— BEGIN —

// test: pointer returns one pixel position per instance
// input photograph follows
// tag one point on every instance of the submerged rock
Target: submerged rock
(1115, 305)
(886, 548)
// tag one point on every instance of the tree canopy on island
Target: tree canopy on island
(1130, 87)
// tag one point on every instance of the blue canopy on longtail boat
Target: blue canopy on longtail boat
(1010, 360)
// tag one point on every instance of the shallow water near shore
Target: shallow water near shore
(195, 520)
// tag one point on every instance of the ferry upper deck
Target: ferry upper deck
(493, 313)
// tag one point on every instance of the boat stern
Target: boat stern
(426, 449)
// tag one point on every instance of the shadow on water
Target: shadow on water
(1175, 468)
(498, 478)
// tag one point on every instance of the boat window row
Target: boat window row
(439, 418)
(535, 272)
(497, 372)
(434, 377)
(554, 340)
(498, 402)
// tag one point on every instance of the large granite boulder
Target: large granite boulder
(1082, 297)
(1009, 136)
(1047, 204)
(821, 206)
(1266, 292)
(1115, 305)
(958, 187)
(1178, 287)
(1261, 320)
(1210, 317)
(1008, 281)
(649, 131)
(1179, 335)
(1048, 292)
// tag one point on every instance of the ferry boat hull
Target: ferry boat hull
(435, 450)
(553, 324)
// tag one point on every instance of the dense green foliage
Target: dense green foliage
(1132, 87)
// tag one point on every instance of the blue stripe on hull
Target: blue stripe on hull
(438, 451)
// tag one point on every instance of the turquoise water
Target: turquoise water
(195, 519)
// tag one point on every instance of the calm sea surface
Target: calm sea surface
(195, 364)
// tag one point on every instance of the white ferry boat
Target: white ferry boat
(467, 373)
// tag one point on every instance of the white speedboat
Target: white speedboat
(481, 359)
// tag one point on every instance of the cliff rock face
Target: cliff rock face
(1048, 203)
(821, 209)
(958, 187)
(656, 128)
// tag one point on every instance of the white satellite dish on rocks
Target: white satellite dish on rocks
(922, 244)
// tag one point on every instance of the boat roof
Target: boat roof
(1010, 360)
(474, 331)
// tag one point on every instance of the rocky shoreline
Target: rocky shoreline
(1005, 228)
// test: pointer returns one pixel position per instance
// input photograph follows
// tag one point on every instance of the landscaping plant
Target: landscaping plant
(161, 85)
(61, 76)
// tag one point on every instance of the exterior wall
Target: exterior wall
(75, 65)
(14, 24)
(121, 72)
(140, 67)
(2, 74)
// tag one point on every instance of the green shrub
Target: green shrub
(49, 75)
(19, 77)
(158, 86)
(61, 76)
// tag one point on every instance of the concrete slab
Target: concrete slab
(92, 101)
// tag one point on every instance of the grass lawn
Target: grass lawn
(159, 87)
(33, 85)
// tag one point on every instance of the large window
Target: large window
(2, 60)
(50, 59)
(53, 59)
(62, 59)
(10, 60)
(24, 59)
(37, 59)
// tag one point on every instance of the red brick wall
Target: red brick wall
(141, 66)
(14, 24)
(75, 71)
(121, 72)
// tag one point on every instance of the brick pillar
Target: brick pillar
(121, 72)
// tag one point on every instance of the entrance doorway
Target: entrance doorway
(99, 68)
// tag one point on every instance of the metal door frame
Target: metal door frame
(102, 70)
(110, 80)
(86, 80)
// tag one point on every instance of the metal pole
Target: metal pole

— END —

*GOAL:* Copy out everything from the start of the records down to and including the line containing "(1048, 292)".

*WRITTEN ANSWER:*
// test: pointer returns one pixel position per instance
// input photograph follows
// tag one point on every instance of the submerged rock
Target: submerged rock
(1115, 305)
(886, 548)
// tag one point on every instance of the tree canopy on island
Target: tree canopy on island
(1130, 87)
// tag one point on every instance of the blue canopy on longtail boat
Target: blue canopy on longtail boat
(1010, 360)
// tag one point on every instance of the shallow water near shore
Target: shallow water near shore
(195, 520)
// tag one point on every instance of the ferry upper deck
Target: ferry upper deck
(493, 313)
// tag one point on every instance of the boat stern
Target: boat stern
(426, 449)
// tag one point on every instance of the shadow on water
Target: shadow on water
(1175, 468)
(498, 478)
// tag one point on every instance of the boat window row
Target: boat window row
(439, 418)
(535, 272)
(497, 372)
(434, 377)
(554, 340)
(498, 402)
// tag one point on every instance of the large granite boulder
Target: large granite boulder
(1082, 297)
(1009, 136)
(1047, 204)
(821, 206)
(1266, 292)
(1115, 305)
(958, 187)
(1178, 287)
(1261, 320)
(1210, 317)
(1008, 281)
(649, 131)
(1179, 335)
(1048, 292)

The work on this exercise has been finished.